Aim of the exercise: Resume the forum post about the lab mix puppy, starting right after its last sentence.

>> start Excerpt to read

# New dog



## mhicks2012 (Feb 5, 2013)

So, my husband & I have a 2 1/2 year old Golden that we absolutely ADORE! I have wanted to get another Golden or an Aussie for some time now. I love both of these breeds (preferably a Golden). I'm partial to long haired dogs & I just love their temperaments. The other day, my husband was at the vet & there happened to be a little 14 week old lab mix available for adoption. He sent me a picture & asked if I wanted it. I've told him repeatedly the type of dog that I want, but since he seemed so excited, I just gave up & said that if he wanted to get it, then go ahead. So we've had this pup home for about a week now. He's super sweet & he & my Golden get along fairly well. However, my heart is not into it. I don't know if I need to give it more time or what, but I just don't have a connection with this pup. I'm super disappointed that it's not what I wanted. My husband has admitted that he may have jumped the gun with making this spur of the moment decision. He says if I want we can take him back to the vet to be put up for adoption again. This is not a shelter, so I know that he will not get put down & I'm fairly certain he will get adopted quickly. But it's a hard decision to make & I feel like a horrible person for not falling in love with this pup. What do you guys think? Give it more time? Or take him back to be adopted by a family that will love him & wait until I can get exactly the type of dog I want?

>> end Excerpt to read
>> start Data lines

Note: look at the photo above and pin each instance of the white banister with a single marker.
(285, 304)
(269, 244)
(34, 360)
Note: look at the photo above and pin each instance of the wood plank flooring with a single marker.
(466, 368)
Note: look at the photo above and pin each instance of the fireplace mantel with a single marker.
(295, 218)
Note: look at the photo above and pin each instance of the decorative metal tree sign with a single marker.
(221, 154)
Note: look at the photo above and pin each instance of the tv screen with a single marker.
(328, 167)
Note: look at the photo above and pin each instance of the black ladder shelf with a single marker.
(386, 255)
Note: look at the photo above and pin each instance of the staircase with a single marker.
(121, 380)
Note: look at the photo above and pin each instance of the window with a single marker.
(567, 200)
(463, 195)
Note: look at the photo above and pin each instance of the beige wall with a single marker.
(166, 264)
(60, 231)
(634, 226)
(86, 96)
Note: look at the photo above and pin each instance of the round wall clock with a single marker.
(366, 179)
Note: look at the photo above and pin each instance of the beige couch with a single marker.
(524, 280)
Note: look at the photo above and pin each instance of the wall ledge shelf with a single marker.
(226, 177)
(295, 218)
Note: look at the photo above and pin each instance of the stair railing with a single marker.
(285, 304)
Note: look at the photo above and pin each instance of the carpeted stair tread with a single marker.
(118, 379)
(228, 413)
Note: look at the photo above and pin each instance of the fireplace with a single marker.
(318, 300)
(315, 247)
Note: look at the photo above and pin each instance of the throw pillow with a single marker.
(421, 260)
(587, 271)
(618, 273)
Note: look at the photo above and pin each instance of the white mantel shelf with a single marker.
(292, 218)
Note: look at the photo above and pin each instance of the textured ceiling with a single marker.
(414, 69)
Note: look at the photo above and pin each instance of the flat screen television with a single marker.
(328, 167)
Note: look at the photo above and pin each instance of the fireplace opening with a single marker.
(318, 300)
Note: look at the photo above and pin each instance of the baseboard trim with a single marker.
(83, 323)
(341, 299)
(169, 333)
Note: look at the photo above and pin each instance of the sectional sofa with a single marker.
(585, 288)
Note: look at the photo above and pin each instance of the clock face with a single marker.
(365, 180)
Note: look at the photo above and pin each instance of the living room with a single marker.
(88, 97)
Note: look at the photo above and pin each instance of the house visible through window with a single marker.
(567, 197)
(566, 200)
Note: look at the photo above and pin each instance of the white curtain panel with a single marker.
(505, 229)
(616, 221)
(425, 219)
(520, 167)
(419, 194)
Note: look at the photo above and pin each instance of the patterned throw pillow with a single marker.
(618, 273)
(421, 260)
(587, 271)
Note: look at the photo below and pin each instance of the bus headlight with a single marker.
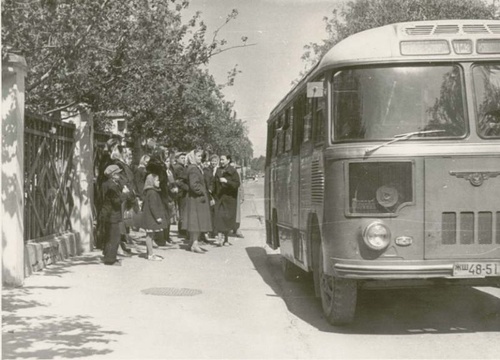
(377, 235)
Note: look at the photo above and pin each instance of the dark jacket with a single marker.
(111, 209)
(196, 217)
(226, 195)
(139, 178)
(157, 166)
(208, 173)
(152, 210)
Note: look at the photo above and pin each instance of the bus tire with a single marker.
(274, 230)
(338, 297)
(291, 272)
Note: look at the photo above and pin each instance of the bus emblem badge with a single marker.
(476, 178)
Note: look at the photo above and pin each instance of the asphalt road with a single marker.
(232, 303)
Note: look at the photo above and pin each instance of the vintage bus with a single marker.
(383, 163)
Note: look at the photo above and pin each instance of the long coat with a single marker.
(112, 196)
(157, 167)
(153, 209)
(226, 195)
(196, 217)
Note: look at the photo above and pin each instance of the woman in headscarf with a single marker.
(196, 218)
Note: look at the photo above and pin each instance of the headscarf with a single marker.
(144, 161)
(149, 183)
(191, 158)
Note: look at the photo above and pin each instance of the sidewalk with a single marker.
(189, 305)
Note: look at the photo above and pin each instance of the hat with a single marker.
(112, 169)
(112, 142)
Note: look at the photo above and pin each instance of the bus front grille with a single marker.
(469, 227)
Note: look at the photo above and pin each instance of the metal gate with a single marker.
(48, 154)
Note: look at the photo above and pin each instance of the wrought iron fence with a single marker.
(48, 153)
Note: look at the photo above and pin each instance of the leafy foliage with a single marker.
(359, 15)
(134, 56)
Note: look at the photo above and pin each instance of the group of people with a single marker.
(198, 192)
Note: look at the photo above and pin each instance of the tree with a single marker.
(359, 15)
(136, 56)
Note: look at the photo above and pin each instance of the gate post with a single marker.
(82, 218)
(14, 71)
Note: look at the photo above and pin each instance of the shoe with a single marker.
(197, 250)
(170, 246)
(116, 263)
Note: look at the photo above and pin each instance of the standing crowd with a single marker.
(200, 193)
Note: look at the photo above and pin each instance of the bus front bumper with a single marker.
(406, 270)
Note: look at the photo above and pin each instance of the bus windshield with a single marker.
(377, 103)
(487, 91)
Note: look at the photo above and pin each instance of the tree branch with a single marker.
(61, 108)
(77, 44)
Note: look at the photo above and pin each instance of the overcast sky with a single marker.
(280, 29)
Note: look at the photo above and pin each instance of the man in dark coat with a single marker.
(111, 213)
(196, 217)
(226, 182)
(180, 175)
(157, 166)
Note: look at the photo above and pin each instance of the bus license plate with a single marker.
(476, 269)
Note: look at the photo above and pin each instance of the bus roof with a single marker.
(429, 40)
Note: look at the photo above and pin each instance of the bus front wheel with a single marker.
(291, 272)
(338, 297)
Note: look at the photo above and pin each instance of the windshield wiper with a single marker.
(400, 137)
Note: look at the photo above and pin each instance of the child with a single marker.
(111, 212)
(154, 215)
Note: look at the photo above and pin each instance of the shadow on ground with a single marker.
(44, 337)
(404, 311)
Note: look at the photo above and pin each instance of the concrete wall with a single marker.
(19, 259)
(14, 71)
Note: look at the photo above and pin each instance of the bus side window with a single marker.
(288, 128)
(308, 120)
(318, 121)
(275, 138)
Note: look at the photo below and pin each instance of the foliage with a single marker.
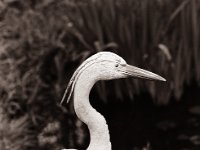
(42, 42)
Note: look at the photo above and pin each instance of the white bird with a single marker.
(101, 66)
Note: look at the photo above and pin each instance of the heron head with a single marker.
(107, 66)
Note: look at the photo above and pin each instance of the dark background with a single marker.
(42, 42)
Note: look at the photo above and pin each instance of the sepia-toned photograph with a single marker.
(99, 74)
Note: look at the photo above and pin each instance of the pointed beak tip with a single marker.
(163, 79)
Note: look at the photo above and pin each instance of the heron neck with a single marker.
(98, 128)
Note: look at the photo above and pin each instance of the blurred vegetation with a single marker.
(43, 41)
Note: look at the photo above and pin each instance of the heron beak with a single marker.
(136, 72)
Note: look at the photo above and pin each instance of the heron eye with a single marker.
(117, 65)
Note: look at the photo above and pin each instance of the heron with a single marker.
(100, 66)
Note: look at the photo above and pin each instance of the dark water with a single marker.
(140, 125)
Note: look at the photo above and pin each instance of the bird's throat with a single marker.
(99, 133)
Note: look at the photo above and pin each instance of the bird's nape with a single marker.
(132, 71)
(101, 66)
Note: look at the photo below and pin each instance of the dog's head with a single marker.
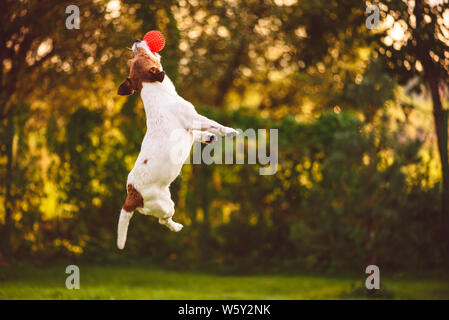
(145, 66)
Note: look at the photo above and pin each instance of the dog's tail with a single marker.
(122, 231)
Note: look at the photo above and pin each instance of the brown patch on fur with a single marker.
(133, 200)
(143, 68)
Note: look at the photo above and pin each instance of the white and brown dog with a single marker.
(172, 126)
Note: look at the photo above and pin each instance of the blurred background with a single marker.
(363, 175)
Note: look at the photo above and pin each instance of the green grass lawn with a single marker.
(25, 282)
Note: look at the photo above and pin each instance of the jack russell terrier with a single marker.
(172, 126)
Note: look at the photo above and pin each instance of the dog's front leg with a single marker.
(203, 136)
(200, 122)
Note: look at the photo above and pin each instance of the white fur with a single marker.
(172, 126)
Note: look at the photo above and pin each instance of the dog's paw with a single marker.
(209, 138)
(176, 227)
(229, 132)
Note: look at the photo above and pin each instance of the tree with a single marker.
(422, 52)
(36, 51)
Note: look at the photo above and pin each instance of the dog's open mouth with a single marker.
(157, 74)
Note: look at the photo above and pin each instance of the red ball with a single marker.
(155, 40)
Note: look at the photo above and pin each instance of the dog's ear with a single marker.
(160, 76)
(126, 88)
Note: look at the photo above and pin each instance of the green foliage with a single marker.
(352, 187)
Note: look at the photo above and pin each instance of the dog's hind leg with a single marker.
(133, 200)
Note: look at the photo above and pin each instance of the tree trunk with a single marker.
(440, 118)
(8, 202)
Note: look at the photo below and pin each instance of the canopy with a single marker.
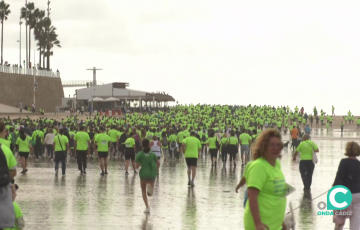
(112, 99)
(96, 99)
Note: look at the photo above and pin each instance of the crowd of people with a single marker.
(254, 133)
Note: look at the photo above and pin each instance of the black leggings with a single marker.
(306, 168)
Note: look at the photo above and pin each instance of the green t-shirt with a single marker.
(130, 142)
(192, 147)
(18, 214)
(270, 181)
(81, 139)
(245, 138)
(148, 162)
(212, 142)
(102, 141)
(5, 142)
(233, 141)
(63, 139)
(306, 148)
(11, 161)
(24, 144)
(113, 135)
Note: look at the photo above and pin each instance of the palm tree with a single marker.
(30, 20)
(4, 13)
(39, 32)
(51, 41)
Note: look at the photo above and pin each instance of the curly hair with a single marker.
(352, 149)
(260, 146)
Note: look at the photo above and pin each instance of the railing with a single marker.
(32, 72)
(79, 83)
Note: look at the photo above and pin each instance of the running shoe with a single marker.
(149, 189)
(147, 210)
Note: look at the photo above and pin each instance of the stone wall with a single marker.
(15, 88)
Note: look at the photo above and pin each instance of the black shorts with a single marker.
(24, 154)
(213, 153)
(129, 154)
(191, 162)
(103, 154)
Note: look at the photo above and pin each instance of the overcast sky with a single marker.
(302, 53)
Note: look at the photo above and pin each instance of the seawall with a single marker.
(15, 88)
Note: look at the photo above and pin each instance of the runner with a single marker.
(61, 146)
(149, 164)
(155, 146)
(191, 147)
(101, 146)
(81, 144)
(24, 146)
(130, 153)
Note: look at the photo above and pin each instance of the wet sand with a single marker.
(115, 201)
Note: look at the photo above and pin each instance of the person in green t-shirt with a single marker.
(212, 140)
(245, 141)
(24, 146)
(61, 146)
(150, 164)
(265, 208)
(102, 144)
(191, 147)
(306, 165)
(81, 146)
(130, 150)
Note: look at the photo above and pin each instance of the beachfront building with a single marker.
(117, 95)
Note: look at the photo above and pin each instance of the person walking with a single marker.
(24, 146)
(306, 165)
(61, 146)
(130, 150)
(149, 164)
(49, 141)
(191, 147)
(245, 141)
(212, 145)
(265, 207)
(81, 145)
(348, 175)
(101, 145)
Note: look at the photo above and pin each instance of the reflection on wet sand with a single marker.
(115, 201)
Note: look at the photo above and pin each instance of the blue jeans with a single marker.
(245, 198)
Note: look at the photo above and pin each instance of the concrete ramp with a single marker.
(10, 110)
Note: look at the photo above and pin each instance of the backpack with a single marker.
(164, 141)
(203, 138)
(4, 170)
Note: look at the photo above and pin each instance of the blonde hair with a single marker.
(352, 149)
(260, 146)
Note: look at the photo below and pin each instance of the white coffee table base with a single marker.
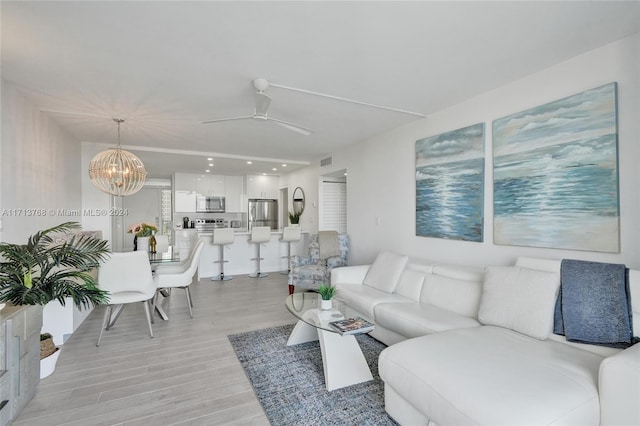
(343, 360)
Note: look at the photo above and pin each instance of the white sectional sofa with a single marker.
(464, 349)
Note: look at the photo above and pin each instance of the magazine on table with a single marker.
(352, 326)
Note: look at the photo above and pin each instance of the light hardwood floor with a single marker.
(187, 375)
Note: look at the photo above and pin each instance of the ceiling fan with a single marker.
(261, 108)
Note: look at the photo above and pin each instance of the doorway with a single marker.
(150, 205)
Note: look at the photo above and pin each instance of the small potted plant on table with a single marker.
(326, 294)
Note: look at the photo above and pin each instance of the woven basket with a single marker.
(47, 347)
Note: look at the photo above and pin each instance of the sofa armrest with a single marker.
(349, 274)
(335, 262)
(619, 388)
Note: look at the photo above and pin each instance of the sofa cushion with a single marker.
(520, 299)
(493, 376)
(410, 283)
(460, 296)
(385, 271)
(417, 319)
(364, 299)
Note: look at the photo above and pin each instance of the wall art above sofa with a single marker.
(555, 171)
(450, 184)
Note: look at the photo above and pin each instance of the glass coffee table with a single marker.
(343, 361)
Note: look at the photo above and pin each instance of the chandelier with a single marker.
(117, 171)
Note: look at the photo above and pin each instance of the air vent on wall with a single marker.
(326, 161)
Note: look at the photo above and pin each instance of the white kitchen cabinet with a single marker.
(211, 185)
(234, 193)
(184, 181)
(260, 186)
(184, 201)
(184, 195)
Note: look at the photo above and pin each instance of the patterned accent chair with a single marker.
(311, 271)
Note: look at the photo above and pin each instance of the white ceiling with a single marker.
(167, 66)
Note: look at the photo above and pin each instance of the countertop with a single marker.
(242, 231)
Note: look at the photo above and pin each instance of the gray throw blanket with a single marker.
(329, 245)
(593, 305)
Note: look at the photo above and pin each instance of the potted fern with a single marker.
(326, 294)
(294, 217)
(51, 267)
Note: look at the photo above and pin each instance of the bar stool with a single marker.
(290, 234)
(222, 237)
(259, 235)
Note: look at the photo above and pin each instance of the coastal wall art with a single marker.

>> end Data lines

Task output:
----------



## Rundlemtn (Jan 16, 2015)

I think it was foolish to bring a dog into your home that you weren't 100% behind getting in the first place. Chances are if you gave it time you probably would love your little lab mix too. But, I honestly think that this puppy deserves a family that is certain to love it. Bring it back now while it is still young so its chances of being adopted quickly are greater. And next time you bring a dog into your home be sure that you BOTH will love it for as long as it lives. That way no one has to feel bad or guilty.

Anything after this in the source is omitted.